[WORK INSTRUCTIONS]
Render every line of the entries below as a JSON list of strings, one string per line, omitting blank lines.

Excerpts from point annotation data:
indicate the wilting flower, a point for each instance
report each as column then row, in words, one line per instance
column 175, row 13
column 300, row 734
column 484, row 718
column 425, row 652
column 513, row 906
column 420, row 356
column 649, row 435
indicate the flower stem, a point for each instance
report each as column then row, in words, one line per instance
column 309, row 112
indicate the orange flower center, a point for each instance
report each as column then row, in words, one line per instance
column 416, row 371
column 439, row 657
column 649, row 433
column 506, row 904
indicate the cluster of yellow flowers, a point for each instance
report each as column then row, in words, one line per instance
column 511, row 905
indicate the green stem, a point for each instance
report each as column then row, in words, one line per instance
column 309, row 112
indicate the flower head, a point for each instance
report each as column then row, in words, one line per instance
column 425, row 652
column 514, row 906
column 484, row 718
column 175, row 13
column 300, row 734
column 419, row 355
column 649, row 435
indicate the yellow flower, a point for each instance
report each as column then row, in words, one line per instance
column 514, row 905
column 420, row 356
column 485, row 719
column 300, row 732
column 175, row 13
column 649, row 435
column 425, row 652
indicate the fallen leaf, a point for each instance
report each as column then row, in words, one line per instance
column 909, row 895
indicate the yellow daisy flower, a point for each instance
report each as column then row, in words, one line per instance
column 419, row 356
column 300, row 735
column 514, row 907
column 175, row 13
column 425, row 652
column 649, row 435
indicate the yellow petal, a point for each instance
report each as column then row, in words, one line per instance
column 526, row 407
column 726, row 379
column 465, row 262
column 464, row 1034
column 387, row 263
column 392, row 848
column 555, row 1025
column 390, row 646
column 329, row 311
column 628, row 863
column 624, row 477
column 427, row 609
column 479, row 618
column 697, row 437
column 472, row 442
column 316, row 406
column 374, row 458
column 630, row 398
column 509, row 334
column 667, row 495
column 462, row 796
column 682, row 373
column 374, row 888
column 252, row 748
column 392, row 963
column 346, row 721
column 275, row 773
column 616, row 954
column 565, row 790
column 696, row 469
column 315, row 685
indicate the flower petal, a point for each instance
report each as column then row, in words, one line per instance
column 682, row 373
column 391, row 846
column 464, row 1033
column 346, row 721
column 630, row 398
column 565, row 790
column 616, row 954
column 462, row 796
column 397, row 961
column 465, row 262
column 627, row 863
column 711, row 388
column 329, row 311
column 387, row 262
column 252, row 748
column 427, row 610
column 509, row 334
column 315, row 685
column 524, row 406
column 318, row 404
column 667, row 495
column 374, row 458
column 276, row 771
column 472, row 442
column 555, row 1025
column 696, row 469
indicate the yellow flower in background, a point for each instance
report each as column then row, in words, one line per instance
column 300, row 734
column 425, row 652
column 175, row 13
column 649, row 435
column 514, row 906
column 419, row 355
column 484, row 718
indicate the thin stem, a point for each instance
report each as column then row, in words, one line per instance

[COMPLETE OUTPUT]
[
  "indicate the wilting flower, a point for each instance",
  "report each as column then row, in words, one line per instance",
  "column 175, row 13",
  "column 300, row 734",
  "column 484, row 718",
  "column 425, row 652",
  "column 513, row 906",
  "column 420, row 356",
  "column 649, row 435",
  "indicate the flower stem, a point for each instance",
  "report each as column then row, in words, one line per instance",
  "column 309, row 112",
  "indicate the orange flower center, a point for each instance",
  "report each as column then row, in words, one line per instance",
  "column 416, row 371",
  "column 439, row 657",
  "column 649, row 433",
  "column 506, row 904",
  "indicate the cluster of yellow flowers, a point for each instance",
  "report each as column then row, in words, one line per instance",
  "column 511, row 905",
  "indicate the green stem, a point for each instance",
  "report each as column then row, in words, one line per instance",
  "column 309, row 112",
  "indicate the flower head, a point for each instance",
  "report each as column then row, in words, one line per instance",
  "column 425, row 652",
  "column 514, row 906",
  "column 484, row 718",
  "column 175, row 13",
  "column 300, row 734",
  "column 419, row 355",
  "column 649, row 435",
  "indicate the yellow flower, a point for each instance",
  "report each as column then row, in words, one line per instance",
  "column 514, row 905",
  "column 420, row 356",
  "column 485, row 719",
  "column 300, row 732",
  "column 175, row 13",
  "column 649, row 435",
  "column 425, row 652",
  "indicate the fallen leaf, a point for each instance",
  "report each as column then row, in words, one line per instance",
  "column 909, row 895",
  "indicate the yellow daisy flower, a point for each instance",
  "report each as column then row, in words, one line per instance",
  "column 419, row 356",
  "column 300, row 735",
  "column 514, row 907",
  "column 175, row 13",
  "column 425, row 652",
  "column 649, row 435",
  "indicate the yellow petal, a point for each instance",
  "report each as column then row, in words, one line per instance",
  "column 526, row 407",
  "column 726, row 379",
  "column 465, row 262",
  "column 464, row 1034",
  "column 387, row 263",
  "column 392, row 848",
  "column 555, row 1025",
  "column 390, row 646",
  "column 329, row 311",
  "column 628, row 863",
  "column 624, row 477",
  "column 427, row 609",
  "column 479, row 618",
  "column 697, row 437",
  "column 472, row 442",
  "column 316, row 406",
  "column 374, row 458",
  "column 630, row 398",
  "column 509, row 334",
  "column 667, row 495",
  "column 462, row 796",
  "column 682, row 373",
  "column 374, row 888",
  "column 252, row 748",
  "column 392, row 963",
  "column 346, row 721",
  "column 275, row 773",
  "column 616, row 954",
  "column 565, row 790",
  "column 696, row 469",
  "column 315, row 685",
  "indicate the flower petal, a point for each instance",
  "report each as column then row, in words, one line per instance",
  "column 682, row 373",
  "column 391, row 846",
  "column 464, row 1033",
  "column 346, row 721",
  "column 630, row 398",
  "column 565, row 790",
  "column 616, row 954",
  "column 462, row 796",
  "column 397, row 961",
  "column 465, row 262",
  "column 627, row 863",
  "column 711, row 388",
  "column 329, row 311",
  "column 387, row 262",
  "column 252, row 748",
  "column 427, row 610",
  "column 509, row 334",
  "column 315, row 685",
  "column 524, row 406",
  "column 318, row 404",
  "column 667, row 495",
  "column 374, row 458",
  "column 276, row 771",
  "column 472, row 442",
  "column 555, row 1025",
  "column 696, row 469",
  "indicate the yellow flower in background, a point for each instance",
  "report each as column then row, in words, one line per instance",
  "column 300, row 734",
  "column 425, row 652",
  "column 175, row 13",
  "column 649, row 435",
  "column 514, row 906",
  "column 419, row 355",
  "column 484, row 718",
  "indicate the thin stem, a point for each instance",
  "report each as column then row, in words, one line per instance"
]